Task statement ::
Rewrite the part of the data that opens with the line containing "Locate the blue passenger" and closes with the line containing "531], [369, 516]]", putting "railway coach" wherever "passenger car" appears and changing nothing else.
^^^^^^^^
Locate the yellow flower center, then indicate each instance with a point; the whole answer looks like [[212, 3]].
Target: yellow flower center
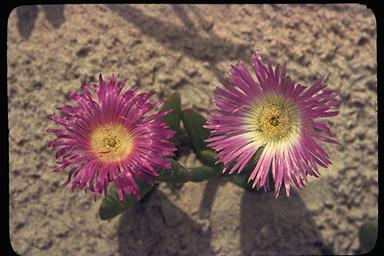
[[275, 118], [111, 142]]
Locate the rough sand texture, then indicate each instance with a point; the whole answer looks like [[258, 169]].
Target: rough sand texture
[[53, 49]]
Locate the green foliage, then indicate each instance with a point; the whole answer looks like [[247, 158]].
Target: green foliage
[[111, 205], [173, 119], [193, 124]]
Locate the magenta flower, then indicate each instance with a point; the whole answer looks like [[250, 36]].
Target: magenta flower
[[275, 114], [109, 136]]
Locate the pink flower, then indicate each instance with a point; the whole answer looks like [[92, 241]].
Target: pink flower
[[108, 136], [277, 115]]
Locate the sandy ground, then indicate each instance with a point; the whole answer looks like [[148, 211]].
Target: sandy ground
[[53, 49]]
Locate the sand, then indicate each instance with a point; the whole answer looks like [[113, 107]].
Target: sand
[[165, 48]]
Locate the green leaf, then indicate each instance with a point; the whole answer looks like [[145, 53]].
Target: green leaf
[[111, 205], [177, 173], [201, 173], [173, 119], [368, 236], [193, 124]]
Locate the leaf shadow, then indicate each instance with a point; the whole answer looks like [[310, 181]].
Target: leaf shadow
[[27, 15], [212, 49], [282, 226], [157, 227]]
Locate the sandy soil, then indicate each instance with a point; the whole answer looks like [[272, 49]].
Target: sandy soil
[[53, 49]]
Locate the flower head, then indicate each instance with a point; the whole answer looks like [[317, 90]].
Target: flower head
[[109, 136], [276, 115]]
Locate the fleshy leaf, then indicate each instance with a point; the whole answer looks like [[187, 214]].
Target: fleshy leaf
[[207, 157], [177, 173], [173, 119], [111, 206], [201, 173], [193, 124]]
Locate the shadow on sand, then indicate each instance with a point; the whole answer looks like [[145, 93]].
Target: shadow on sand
[[27, 15]]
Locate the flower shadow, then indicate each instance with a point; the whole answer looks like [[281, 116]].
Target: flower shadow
[[157, 227], [281, 226]]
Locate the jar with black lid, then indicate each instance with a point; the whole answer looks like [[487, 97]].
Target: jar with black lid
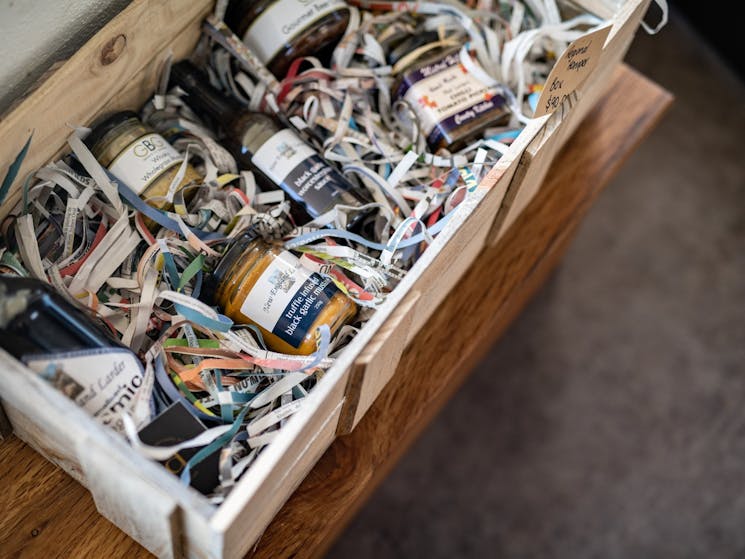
[[279, 31], [452, 105], [262, 284], [138, 156], [278, 156]]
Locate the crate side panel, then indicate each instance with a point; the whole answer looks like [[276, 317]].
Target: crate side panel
[[108, 66]]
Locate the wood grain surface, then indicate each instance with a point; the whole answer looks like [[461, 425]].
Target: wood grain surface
[[470, 319]]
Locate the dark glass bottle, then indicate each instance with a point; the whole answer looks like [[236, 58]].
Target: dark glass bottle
[[277, 155], [34, 319], [70, 347], [279, 31]]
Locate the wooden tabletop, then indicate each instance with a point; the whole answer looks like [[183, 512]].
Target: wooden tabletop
[[45, 513]]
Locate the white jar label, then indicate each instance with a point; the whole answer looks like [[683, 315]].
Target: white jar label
[[287, 299], [103, 382], [143, 161], [297, 169], [445, 95], [280, 22]]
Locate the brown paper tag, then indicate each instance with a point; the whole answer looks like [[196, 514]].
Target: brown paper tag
[[575, 64]]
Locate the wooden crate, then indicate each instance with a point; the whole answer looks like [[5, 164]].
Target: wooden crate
[[117, 69]]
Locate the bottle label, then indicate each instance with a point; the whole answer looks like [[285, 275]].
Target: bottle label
[[143, 161], [445, 96], [280, 22], [287, 299], [295, 167], [104, 382]]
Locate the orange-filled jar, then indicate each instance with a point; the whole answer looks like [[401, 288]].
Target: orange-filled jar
[[262, 284]]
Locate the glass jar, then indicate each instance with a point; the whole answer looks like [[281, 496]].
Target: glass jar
[[264, 285], [278, 156], [453, 106], [279, 31], [138, 156]]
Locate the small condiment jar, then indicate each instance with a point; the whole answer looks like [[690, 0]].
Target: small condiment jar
[[453, 106], [138, 156], [279, 31], [264, 285]]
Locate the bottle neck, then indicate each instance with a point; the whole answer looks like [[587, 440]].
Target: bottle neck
[[202, 96]]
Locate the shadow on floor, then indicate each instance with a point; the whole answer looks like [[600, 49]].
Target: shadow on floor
[[610, 420]]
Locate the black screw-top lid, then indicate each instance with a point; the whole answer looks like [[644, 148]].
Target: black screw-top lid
[[408, 45], [202, 95], [106, 125], [235, 248]]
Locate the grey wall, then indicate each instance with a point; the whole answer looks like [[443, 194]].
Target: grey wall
[[36, 33]]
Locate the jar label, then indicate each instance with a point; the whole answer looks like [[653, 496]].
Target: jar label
[[445, 96], [280, 22], [287, 298], [103, 382], [295, 167], [143, 161]]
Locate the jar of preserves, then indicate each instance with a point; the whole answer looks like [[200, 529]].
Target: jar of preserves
[[452, 105], [279, 31], [262, 284], [138, 156]]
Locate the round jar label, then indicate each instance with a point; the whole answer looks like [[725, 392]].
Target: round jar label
[[287, 299], [279, 23]]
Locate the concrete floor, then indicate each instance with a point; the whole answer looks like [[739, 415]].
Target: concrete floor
[[610, 420]]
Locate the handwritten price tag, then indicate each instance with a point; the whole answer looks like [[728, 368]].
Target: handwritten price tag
[[575, 64]]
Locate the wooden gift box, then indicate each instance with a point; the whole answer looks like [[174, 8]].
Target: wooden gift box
[[117, 69]]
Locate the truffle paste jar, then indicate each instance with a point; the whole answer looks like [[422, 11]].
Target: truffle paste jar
[[264, 285]]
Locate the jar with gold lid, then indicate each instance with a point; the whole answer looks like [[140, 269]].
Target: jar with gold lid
[[262, 284], [279, 31], [138, 156]]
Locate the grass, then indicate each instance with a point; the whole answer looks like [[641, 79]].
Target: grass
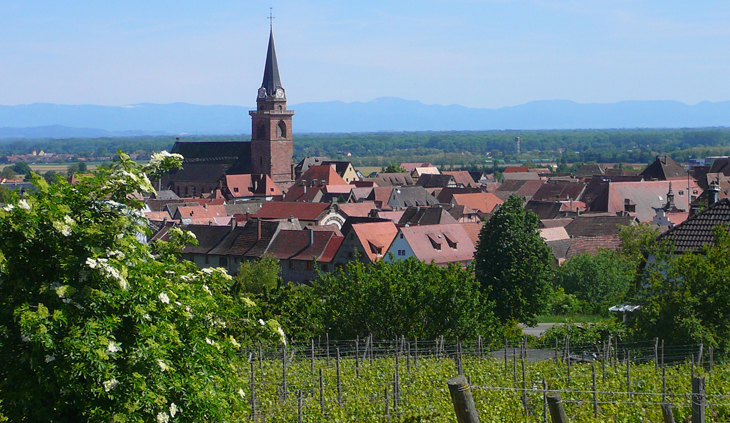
[[577, 318]]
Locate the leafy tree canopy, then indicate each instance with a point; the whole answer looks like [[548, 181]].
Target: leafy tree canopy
[[97, 326], [599, 280], [513, 264], [685, 297], [407, 297]]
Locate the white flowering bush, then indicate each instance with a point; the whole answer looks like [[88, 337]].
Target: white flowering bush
[[97, 326]]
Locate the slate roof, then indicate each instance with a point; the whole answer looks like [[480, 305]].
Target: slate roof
[[553, 234], [644, 196], [208, 237], [696, 232], [410, 167], [415, 216], [243, 208], [445, 195], [284, 210], [545, 210], [308, 162], [588, 170], [357, 209], [462, 178], [303, 245], [374, 235], [559, 190], [597, 225], [410, 196], [212, 151], [485, 202], [592, 245], [393, 179], [555, 223], [248, 185], [271, 70], [429, 180]]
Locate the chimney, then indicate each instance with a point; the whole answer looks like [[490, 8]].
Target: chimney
[[713, 192]]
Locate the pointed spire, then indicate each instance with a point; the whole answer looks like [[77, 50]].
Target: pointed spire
[[271, 70]]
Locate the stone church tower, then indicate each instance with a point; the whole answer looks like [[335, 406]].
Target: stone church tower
[[272, 144]]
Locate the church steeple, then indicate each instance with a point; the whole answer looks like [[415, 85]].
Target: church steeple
[[272, 82]]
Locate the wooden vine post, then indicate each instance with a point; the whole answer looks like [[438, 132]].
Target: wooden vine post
[[462, 399]]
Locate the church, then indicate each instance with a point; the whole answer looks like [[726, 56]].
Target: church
[[270, 151]]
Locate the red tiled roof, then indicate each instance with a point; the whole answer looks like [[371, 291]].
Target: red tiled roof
[[424, 240], [357, 209], [484, 201], [199, 212], [284, 210], [516, 169]]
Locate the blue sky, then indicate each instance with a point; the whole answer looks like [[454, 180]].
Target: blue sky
[[488, 54]]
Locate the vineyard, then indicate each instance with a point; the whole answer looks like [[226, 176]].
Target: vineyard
[[405, 381]]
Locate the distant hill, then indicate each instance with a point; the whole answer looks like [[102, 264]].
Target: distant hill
[[383, 114]]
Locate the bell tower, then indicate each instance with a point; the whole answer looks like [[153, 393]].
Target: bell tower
[[272, 144]]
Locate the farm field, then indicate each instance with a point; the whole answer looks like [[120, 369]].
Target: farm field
[[413, 388]]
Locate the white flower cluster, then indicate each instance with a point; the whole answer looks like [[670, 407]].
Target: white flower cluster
[[173, 409], [113, 347], [107, 270], [109, 385], [64, 228], [217, 270]]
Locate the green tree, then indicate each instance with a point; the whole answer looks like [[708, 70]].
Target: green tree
[[258, 276], [394, 168], [72, 169], [97, 326], [598, 280], [407, 297], [8, 173], [685, 297], [513, 264]]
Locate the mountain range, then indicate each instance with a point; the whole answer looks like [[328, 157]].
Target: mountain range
[[42, 120]]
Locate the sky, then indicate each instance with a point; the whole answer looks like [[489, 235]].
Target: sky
[[484, 54]]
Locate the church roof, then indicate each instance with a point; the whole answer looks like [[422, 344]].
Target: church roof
[[271, 70]]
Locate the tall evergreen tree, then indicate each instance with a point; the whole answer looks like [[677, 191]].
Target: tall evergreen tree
[[513, 264]]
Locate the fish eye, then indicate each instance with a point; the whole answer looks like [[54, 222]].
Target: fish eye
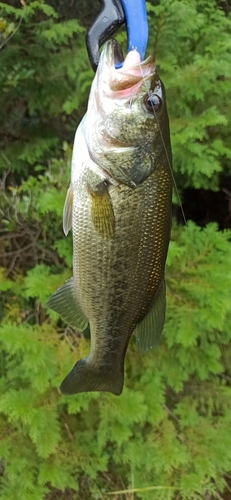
[[152, 103]]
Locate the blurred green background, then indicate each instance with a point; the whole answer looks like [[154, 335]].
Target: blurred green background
[[168, 435]]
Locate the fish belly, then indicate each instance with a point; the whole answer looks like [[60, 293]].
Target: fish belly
[[117, 278]]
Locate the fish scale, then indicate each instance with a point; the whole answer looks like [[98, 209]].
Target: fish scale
[[119, 207]]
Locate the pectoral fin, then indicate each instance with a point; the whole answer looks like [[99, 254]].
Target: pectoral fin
[[67, 212], [149, 330], [102, 213], [64, 302]]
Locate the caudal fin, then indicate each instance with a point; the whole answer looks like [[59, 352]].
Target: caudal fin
[[87, 377]]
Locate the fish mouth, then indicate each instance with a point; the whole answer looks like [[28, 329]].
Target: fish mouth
[[131, 75]]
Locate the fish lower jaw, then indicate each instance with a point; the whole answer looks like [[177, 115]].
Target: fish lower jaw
[[87, 376]]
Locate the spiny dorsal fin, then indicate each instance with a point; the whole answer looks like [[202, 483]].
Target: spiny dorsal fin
[[67, 212], [64, 302], [149, 330]]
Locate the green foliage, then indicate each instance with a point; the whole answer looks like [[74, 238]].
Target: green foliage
[[168, 435]]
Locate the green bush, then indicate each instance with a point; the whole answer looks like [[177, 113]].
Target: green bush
[[168, 435]]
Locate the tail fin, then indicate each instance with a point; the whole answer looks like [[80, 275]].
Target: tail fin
[[86, 377]]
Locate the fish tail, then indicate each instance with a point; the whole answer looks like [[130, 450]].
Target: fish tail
[[86, 376]]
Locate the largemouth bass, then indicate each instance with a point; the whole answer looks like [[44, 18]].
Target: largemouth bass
[[119, 208]]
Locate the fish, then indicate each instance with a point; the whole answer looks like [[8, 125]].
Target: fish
[[118, 206]]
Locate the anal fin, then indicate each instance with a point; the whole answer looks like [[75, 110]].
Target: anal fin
[[67, 212], [102, 213], [148, 331], [64, 302]]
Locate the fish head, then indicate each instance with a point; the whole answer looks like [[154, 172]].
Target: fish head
[[128, 116]]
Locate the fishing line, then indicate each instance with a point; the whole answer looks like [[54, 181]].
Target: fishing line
[[166, 152]]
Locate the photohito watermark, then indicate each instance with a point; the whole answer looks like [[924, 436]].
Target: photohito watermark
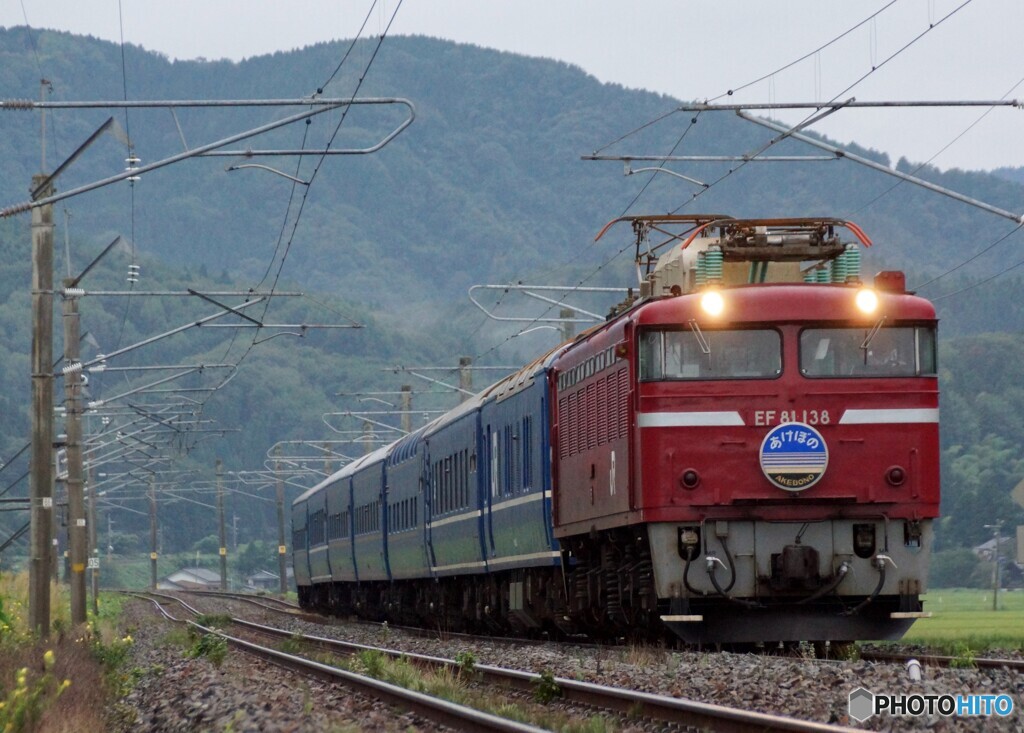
[[864, 703]]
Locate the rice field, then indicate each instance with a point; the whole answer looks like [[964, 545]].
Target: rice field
[[965, 617]]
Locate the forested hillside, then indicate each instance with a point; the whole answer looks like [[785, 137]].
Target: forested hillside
[[485, 186]]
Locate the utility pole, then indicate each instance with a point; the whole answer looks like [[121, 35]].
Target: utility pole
[[407, 406], [93, 550], [996, 531], [153, 533], [465, 378], [41, 473], [282, 548], [223, 535], [368, 437], [568, 326], [77, 534]]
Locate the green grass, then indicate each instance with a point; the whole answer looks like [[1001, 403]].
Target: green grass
[[965, 616]]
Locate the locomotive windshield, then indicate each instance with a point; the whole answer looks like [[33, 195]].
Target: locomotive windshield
[[698, 354], [896, 351]]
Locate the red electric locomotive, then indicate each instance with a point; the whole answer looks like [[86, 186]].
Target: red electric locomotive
[[750, 451]]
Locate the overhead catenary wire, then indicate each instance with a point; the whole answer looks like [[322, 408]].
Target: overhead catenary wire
[[875, 68], [316, 168], [809, 118]]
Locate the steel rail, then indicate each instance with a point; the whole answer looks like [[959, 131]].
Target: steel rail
[[941, 660], [633, 702]]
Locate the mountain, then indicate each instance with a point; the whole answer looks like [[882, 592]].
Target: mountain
[[485, 186]]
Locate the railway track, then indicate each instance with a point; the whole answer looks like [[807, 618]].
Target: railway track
[[658, 708], [436, 709], [928, 659], [942, 660]]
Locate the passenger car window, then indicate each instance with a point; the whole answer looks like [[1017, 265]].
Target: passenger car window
[[693, 354], [893, 351]]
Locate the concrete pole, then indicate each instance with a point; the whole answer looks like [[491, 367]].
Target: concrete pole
[[465, 377], [77, 532], [41, 472], [328, 463], [568, 329], [282, 548], [223, 534], [407, 407], [368, 436], [153, 533]]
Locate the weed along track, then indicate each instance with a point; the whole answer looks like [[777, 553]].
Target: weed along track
[[540, 697]]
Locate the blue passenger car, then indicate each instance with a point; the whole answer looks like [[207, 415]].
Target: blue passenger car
[[407, 548], [517, 516], [300, 547], [339, 526], [455, 531], [369, 516]]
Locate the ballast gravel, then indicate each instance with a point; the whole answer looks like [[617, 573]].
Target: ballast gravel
[[176, 693]]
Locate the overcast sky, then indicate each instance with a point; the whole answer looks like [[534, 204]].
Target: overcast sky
[[686, 48]]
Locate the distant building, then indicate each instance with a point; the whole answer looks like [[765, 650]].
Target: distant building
[[986, 551], [263, 580], [190, 578]]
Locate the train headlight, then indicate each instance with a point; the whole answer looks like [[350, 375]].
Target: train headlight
[[896, 476], [867, 300], [689, 479], [713, 303]]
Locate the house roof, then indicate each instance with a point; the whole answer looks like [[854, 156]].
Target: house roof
[[197, 574]]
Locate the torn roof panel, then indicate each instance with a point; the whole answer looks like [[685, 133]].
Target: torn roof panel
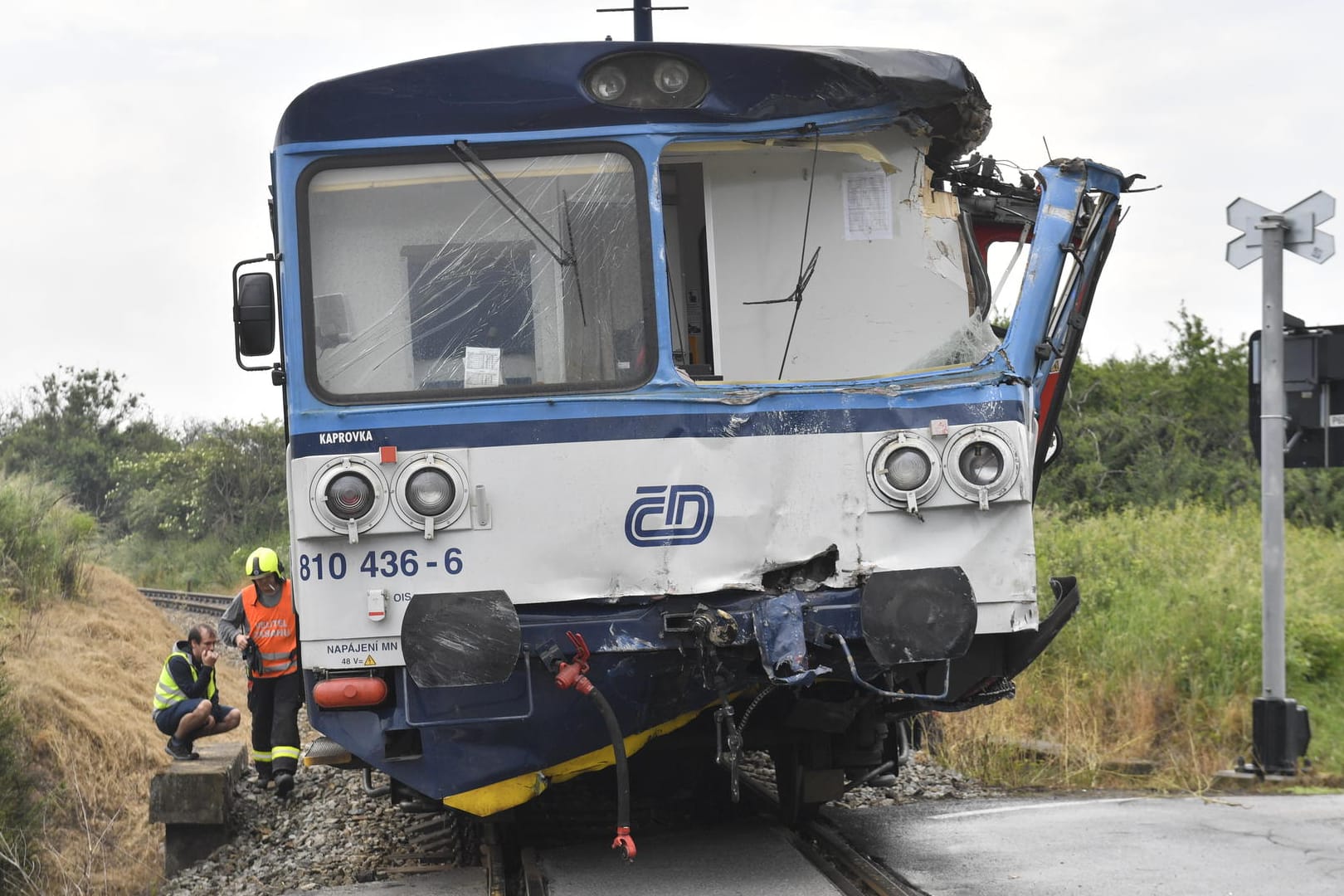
[[539, 86]]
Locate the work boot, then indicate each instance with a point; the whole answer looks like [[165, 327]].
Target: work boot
[[180, 750]]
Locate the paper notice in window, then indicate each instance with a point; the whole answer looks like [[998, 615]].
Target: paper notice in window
[[480, 367], [867, 206]]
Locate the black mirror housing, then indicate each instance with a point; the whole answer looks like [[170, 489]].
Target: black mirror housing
[[254, 314]]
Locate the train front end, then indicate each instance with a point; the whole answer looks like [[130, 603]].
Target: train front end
[[675, 368]]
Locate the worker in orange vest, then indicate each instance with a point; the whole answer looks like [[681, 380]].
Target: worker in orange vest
[[262, 624]]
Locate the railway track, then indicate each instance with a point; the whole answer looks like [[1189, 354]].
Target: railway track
[[188, 601], [516, 867]]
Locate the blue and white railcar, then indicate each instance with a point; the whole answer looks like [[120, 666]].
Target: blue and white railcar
[[670, 371]]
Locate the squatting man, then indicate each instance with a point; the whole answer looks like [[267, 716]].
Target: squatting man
[[187, 699]]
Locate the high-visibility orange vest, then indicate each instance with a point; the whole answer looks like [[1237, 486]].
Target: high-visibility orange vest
[[275, 631]]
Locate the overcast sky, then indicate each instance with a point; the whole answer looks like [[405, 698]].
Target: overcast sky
[[134, 140]]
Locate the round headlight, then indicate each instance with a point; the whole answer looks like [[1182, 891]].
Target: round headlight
[[908, 469], [903, 469], [350, 496], [431, 492], [671, 75], [606, 84], [981, 464]]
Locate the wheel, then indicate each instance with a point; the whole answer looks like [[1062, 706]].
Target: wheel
[[789, 772]]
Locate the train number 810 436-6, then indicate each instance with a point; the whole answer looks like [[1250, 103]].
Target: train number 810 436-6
[[378, 564]]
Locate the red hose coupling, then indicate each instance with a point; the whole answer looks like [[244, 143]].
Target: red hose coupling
[[572, 676], [626, 844]]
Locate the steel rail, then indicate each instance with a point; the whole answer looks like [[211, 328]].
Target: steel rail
[[187, 601], [852, 872]]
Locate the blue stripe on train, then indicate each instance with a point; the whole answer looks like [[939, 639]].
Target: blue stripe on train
[[433, 434]]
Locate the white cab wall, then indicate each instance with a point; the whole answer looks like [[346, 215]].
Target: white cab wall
[[875, 305]]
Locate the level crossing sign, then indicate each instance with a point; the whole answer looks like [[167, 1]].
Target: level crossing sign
[[1301, 236]]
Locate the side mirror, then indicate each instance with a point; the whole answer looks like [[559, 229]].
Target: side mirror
[[254, 314]]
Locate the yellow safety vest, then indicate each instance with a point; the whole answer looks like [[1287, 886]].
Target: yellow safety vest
[[168, 692]]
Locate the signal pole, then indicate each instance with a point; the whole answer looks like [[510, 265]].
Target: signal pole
[[1280, 727]]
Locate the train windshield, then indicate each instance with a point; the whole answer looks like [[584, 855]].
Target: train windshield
[[817, 258], [468, 277]]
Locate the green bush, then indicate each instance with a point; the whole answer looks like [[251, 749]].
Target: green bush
[[212, 566], [43, 540], [1172, 598]]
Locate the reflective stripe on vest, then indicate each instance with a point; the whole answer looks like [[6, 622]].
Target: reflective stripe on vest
[[168, 692], [272, 629]]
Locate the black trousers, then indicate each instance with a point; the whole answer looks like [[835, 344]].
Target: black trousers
[[275, 707]]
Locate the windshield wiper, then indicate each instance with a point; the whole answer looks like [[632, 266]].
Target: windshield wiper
[[498, 191]]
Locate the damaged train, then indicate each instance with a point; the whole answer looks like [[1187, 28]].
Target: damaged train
[[628, 383]]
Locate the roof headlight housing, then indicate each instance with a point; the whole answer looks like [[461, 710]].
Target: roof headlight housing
[[903, 469], [981, 465], [671, 77], [606, 84], [647, 80]]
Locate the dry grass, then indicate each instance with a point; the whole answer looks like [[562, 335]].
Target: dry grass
[[82, 676]]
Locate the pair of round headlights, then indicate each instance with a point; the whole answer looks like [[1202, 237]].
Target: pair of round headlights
[[429, 490], [647, 80], [979, 464]]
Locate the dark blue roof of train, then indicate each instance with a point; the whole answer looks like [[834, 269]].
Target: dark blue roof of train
[[539, 88]]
^^^^^^^^
The solution ::
Locate the blue railway coach, then indicate each instance with a point; the whole answer looks like [[207, 415]].
Target: blue railway coach
[[407, 548], [517, 516], [300, 547], [339, 526], [455, 531], [369, 516]]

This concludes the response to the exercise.